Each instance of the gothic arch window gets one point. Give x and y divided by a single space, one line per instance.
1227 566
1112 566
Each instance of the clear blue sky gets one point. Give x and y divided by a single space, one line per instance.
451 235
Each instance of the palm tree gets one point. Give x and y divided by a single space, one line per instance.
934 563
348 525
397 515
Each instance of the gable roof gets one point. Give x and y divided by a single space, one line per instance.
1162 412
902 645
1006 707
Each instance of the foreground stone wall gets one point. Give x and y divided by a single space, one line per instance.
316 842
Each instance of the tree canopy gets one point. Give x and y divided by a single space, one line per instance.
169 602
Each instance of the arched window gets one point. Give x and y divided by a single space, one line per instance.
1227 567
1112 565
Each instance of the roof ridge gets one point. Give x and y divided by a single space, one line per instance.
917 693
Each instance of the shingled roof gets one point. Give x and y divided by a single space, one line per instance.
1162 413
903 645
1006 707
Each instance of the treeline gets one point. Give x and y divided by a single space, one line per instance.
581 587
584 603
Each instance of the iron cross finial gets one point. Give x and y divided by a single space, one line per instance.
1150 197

INSTRUCTIONS FOR THE TASK
Your reply should be a verbatim retyping of the lines from the one that holds "Each instance of the foreground" through the last line of the entries.

ANSWER FOR THE TASK
Each instance of the foreground stone wall gets one point. Give x and y divided by a single space, one line per instance.
316 842
Each instance of the tree canopy gets one point. Give x and y divided by a single space, one line per instance.
169 602
Each instance of the arched window gets one point. Give x and y divided by a single space, one line per instance.
1227 567
1112 565
Each instance of the roof ridge gets one point. Give x and y divided by a single space, one line per instance.
917 693
Each instance of the shingled roof gets one point. Give x and y divided by a single space, one line per instance.
1162 413
903 645
1006 707
Each instance of the treeline gets one point. Give x and y divided by a single space, one line per instance.
581 587
584 603
Each instance of the iron cross finial gets one point. Give x and y divided by a single space, one line per instance.
1150 197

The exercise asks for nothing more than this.